Przepisz bez żadnych zmian część materiału, która zaczyna się od jego pierwszego wiersza i kończy na wierszu zawierającym „(370, 1075)”. Oba skrajne wiersze też przepisz.

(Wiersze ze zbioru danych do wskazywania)
_ _ _ _

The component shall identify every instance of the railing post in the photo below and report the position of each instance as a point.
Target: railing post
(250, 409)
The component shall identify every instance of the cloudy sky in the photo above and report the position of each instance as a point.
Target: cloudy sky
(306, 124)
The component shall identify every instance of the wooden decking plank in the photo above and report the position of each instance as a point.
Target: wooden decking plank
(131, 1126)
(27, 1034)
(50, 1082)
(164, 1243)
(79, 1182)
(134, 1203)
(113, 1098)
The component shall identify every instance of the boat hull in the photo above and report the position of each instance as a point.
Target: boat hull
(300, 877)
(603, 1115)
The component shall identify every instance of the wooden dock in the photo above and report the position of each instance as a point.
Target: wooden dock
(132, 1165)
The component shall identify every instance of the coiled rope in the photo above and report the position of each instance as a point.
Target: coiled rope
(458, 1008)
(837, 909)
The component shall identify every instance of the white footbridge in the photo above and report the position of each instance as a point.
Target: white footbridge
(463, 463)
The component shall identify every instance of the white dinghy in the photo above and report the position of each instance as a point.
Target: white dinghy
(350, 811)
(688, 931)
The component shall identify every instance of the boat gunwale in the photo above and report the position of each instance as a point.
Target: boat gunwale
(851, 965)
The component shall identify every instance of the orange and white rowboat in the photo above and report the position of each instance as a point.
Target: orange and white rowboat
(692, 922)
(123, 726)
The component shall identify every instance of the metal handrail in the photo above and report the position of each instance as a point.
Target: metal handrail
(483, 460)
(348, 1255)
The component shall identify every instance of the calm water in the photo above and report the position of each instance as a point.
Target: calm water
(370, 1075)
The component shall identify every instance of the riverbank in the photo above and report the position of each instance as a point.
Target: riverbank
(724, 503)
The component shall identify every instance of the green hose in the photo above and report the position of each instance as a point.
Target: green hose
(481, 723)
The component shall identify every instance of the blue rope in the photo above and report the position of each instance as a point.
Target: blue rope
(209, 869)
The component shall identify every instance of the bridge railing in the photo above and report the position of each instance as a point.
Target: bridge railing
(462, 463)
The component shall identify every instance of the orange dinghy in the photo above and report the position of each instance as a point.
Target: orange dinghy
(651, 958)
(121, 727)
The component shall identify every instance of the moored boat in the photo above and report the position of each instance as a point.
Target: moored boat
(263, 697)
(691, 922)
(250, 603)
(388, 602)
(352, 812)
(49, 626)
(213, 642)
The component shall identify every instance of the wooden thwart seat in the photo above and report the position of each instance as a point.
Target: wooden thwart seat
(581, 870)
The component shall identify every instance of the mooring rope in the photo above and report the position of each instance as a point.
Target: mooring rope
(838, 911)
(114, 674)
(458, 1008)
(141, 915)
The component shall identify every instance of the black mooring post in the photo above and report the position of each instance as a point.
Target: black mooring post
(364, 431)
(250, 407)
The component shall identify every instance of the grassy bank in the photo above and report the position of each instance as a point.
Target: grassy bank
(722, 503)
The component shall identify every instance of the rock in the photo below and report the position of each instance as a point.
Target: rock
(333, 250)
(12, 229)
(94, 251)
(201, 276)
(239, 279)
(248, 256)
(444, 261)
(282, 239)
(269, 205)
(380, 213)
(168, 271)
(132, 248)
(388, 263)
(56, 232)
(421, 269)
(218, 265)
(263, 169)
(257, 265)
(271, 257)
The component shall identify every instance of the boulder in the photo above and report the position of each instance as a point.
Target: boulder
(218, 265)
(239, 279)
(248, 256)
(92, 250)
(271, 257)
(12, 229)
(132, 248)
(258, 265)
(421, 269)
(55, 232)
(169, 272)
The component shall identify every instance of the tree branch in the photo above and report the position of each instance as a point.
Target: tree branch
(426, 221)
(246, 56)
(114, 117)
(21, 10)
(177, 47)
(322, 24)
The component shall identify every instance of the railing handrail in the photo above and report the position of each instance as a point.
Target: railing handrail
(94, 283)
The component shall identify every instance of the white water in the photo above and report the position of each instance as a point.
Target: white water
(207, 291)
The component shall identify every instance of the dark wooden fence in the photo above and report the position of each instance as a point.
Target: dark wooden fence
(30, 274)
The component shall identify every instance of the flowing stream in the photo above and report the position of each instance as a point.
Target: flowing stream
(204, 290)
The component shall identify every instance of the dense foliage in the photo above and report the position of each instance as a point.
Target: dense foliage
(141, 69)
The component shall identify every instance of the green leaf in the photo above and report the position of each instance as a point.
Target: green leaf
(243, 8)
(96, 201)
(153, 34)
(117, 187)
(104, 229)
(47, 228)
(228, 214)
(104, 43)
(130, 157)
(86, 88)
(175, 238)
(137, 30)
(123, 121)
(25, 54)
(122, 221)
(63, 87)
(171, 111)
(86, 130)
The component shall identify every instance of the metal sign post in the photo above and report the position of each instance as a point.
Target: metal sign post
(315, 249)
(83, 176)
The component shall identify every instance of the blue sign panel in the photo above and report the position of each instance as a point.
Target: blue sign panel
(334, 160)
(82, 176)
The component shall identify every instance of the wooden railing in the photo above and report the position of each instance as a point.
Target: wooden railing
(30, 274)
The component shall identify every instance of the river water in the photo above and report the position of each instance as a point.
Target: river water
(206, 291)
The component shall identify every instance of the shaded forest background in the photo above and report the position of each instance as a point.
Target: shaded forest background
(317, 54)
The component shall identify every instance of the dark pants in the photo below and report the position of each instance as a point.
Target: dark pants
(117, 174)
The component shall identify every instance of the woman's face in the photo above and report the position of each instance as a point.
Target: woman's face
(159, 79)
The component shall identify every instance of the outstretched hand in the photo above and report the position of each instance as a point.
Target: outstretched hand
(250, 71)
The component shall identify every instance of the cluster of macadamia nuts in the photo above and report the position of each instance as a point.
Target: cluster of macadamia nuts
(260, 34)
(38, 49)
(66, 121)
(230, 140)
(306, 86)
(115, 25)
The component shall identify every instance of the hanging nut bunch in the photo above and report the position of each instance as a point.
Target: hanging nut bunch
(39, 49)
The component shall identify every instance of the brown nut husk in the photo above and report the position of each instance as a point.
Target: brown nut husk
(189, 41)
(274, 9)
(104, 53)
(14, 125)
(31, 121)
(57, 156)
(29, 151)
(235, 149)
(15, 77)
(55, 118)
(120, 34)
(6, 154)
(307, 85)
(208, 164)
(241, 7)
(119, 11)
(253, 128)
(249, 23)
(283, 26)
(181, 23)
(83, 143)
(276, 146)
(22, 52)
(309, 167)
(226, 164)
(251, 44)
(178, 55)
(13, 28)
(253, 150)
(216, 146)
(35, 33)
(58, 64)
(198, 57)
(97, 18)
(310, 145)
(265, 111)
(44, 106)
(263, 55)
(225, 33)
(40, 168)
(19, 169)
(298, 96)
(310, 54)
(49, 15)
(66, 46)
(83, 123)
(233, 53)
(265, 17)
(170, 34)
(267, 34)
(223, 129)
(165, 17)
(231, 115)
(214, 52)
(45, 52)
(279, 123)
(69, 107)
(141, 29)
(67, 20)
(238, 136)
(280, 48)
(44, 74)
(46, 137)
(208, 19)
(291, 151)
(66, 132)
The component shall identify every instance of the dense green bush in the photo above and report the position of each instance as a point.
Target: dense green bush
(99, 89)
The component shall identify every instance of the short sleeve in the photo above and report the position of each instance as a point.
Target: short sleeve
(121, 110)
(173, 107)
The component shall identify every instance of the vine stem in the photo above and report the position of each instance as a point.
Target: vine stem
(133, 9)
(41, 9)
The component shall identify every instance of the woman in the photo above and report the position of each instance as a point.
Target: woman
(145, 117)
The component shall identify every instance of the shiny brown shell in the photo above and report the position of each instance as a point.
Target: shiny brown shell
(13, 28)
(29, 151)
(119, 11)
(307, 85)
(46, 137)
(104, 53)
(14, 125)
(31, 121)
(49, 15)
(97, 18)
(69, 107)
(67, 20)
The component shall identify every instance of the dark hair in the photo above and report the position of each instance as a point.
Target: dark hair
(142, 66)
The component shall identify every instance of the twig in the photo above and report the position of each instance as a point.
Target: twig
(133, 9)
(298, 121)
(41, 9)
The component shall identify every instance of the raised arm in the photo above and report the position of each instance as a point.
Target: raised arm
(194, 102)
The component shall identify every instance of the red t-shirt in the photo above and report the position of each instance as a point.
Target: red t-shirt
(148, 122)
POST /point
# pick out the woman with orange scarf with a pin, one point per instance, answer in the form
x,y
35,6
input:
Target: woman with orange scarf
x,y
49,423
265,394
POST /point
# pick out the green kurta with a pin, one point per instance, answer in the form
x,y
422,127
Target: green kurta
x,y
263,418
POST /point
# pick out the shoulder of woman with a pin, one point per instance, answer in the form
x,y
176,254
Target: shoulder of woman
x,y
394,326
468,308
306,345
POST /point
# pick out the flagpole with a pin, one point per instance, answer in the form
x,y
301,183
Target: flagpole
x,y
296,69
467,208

_ _ _ _

■ **Pełna odpowiedź**:
The component shall identify every instance of the railing post in the photo below and report the position of each instance as a point.
Target: railing post
(250, 409)
The component shall identify every instance of the cloudy sky in the photo above and report the position of each instance as a point.
Target: cloudy sky
(306, 124)
The component shall identify every instance of the wooden decking plank in the photo above and report the position of each instance as a point.
Target: wooden decking plank
(131, 1126)
(27, 1034)
(50, 1082)
(164, 1243)
(79, 1182)
(134, 1203)
(113, 1098)
The component shall identify every instance of the boat hull in the photo above and report the position of each instance as a point.
Target: boat hull
(300, 877)
(603, 1115)
The component shall identify every instance of the wooden dock in the photo above and report the position of each instance as a point.
Target: wooden dock
(132, 1165)
The component shall identify every instance of the coiled rope in the photo above and report the position of each instance as a point.
Target: coiled rope
(458, 1008)
(837, 909)
The component shall identify every instance of the white footbridge in the photo above and report the position of each instance as a point.
Target: white footbridge
(463, 463)
The component shall identify every instance of the white dinghy in the photo above and report the position of each instance as a point.
Target: white dinghy
(350, 811)
(688, 931)
The component shall identify every instance of the boat gunwale in the photo above and report the position of each instance as a point.
Target: boat gunwale
(851, 965)
The component shall identify every instance of the orange and white rowboat in the photo above and report the position of each instance as a point.
Target: orange and white rowboat
(692, 922)
(123, 726)
The component shall identify every instance of the metal handrail in the photo above and report the position of each instance as a point.
Target: metal handrail
(483, 460)
(348, 1255)
The component shall identify every instance of the calm water in the photo above and report the position of each instance as a point.
Target: calm water
(370, 1075)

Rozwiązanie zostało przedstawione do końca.